Referring expression data:
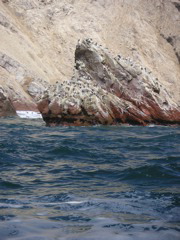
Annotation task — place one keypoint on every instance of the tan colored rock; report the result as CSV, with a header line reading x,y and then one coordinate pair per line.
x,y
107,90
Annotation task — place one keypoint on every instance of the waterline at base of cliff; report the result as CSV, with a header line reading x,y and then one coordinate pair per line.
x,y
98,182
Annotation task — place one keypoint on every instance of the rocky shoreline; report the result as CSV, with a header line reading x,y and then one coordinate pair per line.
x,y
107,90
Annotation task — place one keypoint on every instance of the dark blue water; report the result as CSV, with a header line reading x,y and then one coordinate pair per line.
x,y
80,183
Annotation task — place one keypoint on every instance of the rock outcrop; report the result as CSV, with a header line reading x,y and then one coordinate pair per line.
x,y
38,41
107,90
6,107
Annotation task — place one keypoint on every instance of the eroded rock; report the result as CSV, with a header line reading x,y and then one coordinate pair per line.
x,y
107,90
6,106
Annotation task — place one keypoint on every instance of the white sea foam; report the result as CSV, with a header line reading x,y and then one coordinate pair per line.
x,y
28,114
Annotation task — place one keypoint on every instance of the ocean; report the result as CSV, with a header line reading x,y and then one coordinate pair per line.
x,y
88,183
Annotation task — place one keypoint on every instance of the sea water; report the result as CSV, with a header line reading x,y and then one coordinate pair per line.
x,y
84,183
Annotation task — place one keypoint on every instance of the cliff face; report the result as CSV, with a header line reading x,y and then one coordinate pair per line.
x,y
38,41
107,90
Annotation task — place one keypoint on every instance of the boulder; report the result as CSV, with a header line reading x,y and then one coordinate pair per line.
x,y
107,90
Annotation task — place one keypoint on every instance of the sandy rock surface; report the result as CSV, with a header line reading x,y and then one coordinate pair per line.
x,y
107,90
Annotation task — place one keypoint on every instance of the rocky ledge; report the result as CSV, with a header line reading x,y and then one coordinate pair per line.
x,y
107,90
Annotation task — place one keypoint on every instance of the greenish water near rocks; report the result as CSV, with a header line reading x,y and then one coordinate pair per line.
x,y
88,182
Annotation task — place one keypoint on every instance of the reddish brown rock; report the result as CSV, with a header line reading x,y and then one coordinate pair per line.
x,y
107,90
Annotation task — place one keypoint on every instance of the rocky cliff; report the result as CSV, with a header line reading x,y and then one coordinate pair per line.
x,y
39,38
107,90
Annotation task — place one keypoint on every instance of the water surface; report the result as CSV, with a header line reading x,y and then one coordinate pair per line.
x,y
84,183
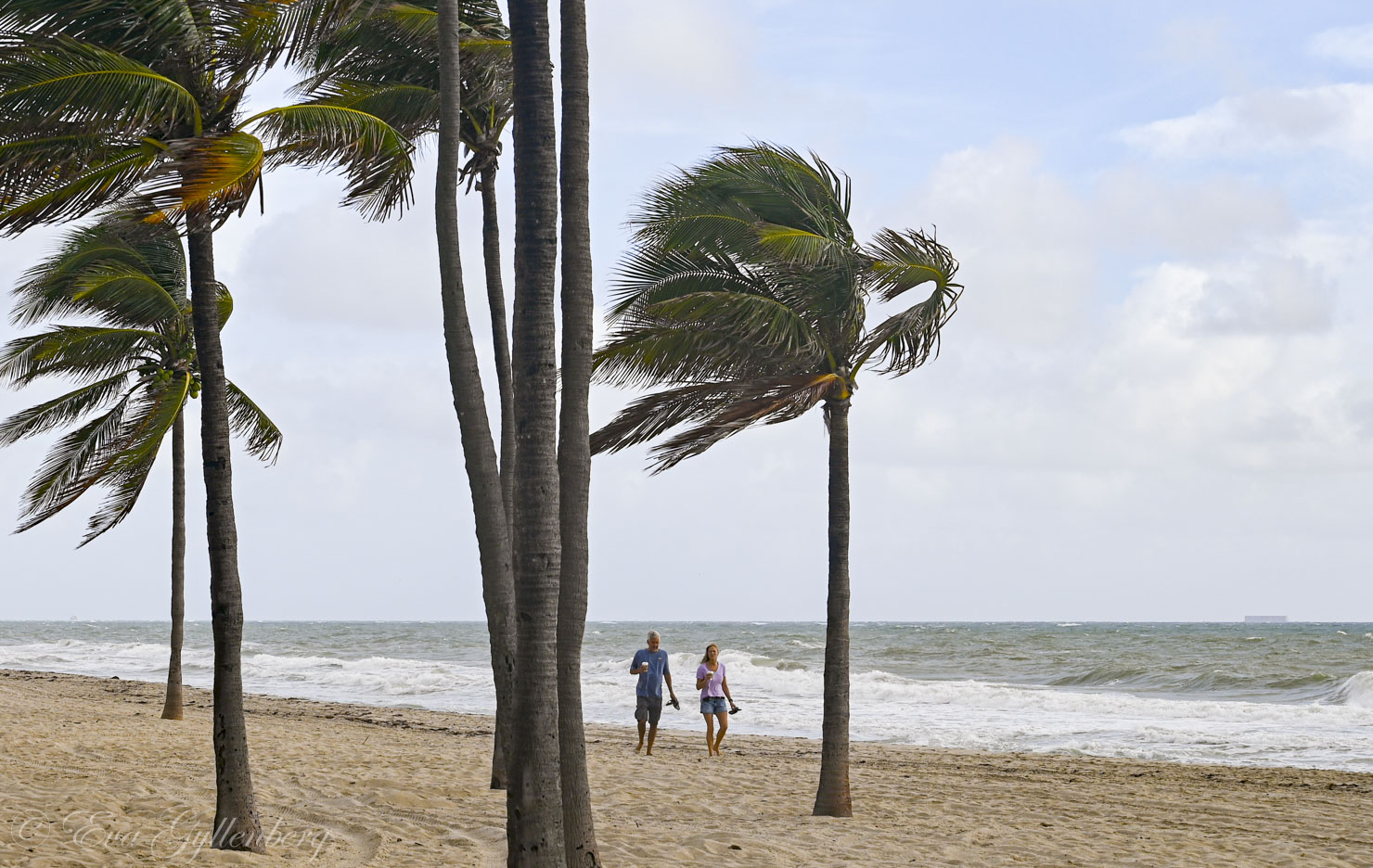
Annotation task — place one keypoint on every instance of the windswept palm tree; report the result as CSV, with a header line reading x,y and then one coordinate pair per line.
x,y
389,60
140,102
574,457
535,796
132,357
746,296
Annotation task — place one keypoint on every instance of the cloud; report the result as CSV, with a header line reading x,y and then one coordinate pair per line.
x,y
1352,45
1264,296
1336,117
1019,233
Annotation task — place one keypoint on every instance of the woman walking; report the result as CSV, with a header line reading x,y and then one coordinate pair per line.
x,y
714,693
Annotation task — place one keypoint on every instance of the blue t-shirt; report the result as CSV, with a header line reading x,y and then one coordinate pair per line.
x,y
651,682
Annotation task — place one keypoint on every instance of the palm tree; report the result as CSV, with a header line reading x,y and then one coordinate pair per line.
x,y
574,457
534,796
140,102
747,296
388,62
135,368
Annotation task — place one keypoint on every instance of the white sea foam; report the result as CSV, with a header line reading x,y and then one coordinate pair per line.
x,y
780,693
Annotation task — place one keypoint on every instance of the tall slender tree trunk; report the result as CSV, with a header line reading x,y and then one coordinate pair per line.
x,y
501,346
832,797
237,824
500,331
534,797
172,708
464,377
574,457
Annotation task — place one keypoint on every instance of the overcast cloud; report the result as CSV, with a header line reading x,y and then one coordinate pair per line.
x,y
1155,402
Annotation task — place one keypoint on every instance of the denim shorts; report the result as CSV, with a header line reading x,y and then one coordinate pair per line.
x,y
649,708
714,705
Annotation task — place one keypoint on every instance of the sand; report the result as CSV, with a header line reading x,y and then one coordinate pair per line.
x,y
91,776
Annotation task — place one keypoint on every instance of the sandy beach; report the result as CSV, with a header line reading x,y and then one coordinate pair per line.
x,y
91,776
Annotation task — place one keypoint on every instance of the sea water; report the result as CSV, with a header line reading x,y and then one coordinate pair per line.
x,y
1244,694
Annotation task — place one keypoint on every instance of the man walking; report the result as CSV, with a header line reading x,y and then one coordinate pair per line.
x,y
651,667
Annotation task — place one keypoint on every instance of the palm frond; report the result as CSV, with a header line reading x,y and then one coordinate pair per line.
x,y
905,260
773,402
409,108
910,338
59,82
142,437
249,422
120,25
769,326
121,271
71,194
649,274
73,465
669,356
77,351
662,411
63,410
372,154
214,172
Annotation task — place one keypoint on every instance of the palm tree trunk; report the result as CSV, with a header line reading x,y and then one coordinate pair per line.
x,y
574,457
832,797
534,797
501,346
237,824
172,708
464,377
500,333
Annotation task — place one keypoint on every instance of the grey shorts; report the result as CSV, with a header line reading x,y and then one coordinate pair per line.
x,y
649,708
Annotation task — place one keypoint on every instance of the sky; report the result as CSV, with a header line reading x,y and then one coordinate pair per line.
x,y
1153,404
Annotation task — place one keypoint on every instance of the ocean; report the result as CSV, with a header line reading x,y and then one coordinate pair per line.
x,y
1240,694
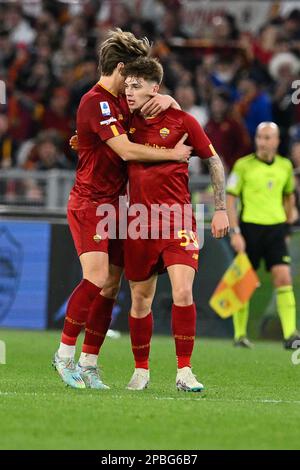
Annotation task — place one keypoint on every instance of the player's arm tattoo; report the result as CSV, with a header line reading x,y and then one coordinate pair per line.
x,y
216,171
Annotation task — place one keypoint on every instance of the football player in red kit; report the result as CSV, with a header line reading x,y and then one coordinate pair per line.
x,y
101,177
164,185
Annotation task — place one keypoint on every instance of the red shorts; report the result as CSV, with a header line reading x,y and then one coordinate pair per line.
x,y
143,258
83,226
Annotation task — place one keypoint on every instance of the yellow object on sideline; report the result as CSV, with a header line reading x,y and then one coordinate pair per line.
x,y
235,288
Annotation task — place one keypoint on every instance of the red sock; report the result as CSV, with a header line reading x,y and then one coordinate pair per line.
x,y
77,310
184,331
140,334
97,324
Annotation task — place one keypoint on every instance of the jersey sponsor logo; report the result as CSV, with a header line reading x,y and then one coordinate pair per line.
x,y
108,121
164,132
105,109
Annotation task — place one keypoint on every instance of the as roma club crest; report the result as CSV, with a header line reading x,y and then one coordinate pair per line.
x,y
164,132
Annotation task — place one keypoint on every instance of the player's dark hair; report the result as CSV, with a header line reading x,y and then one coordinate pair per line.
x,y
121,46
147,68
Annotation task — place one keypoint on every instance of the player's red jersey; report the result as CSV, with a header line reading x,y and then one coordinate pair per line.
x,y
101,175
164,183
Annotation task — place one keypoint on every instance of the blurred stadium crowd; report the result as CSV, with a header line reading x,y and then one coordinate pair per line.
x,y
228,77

* * *

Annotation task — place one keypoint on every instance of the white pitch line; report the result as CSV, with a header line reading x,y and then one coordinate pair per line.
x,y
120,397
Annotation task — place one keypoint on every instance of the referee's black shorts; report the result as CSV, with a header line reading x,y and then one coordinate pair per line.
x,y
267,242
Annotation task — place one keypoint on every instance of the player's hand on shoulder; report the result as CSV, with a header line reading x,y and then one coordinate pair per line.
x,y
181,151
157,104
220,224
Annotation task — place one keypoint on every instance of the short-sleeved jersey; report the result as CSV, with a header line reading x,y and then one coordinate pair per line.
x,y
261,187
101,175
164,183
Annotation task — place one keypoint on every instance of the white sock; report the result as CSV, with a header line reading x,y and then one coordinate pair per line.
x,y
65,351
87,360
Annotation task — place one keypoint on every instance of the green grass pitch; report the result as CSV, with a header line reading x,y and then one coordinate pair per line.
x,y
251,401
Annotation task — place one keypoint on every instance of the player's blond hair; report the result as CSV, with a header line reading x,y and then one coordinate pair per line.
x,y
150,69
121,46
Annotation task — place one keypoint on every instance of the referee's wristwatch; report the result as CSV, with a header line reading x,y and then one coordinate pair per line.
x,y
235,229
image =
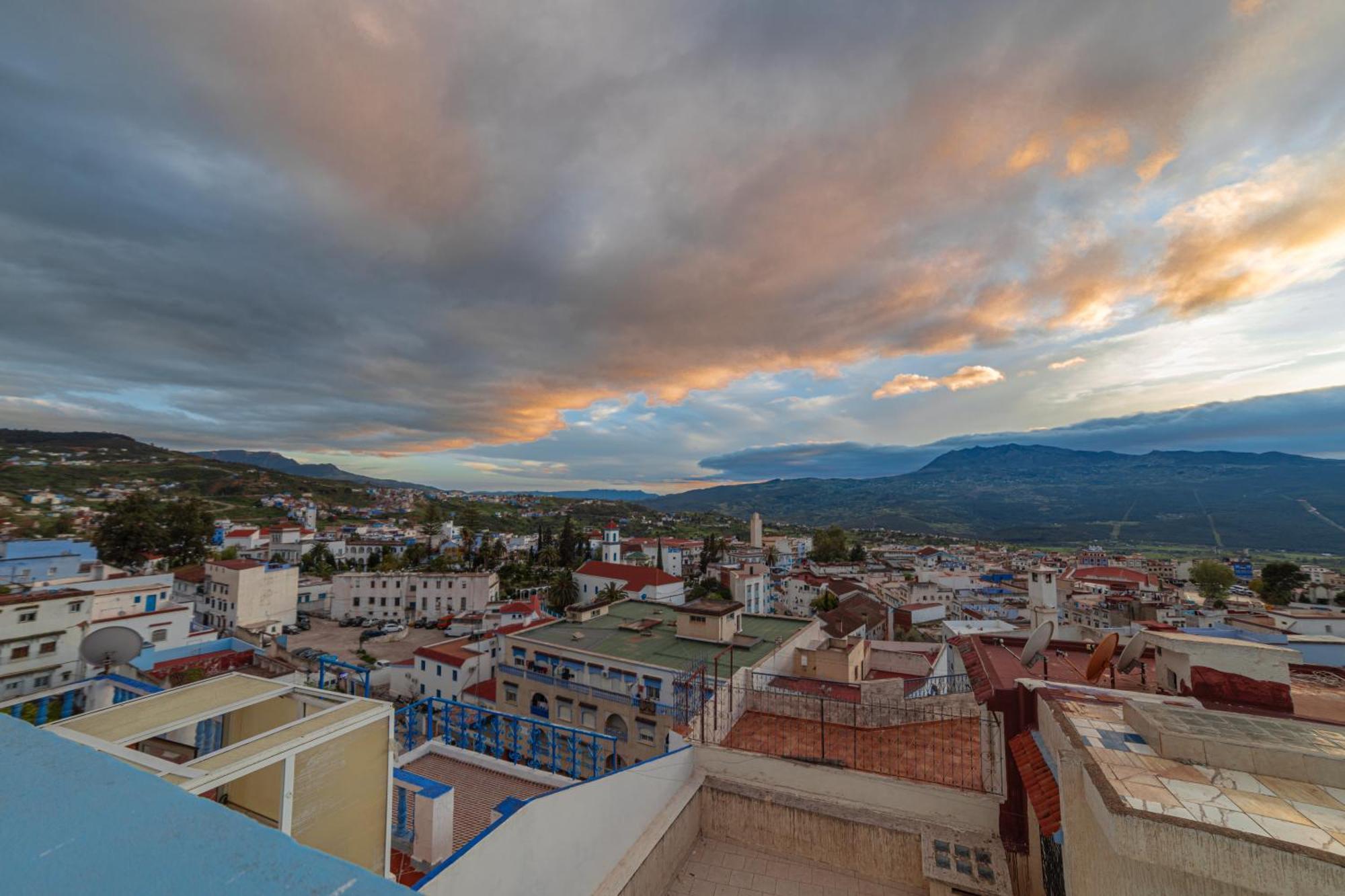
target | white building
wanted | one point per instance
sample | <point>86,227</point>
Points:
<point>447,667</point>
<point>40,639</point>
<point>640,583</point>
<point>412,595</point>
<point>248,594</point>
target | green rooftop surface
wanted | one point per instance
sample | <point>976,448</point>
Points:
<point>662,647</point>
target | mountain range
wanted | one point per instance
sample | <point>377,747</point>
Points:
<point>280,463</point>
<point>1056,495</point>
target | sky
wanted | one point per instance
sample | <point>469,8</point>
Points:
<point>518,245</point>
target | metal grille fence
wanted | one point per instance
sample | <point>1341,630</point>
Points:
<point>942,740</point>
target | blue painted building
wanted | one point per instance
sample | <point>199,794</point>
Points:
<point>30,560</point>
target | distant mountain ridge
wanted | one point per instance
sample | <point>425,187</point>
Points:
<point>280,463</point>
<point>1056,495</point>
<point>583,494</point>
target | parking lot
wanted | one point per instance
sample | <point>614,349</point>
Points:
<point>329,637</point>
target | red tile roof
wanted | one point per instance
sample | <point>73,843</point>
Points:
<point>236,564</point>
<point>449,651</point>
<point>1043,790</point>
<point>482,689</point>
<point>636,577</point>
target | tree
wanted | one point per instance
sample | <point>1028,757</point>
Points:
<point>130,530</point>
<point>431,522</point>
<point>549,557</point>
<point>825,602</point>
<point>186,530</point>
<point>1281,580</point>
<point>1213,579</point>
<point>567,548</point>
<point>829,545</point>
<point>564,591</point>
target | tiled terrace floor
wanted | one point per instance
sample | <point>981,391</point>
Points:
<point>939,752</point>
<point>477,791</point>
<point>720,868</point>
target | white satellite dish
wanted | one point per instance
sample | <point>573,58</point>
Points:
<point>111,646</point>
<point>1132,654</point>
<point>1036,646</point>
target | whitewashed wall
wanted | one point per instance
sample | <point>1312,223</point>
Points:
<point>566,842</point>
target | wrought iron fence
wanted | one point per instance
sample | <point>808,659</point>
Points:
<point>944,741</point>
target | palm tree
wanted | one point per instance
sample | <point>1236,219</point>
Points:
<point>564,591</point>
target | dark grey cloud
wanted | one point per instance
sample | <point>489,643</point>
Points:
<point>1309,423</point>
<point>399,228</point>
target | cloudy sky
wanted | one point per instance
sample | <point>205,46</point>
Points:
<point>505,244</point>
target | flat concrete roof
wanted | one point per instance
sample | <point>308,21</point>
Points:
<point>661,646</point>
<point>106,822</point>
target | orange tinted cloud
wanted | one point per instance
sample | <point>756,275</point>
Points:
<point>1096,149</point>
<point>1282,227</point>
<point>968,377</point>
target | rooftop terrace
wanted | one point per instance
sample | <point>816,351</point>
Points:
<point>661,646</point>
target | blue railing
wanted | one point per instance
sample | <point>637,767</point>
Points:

** INSTRUCTIONS FOR THE TASK **
From the records, copy every line that has the string "fence" in it.

** EXPECTED OUTPUT **
target | metal grille fence
target | wrought iron fence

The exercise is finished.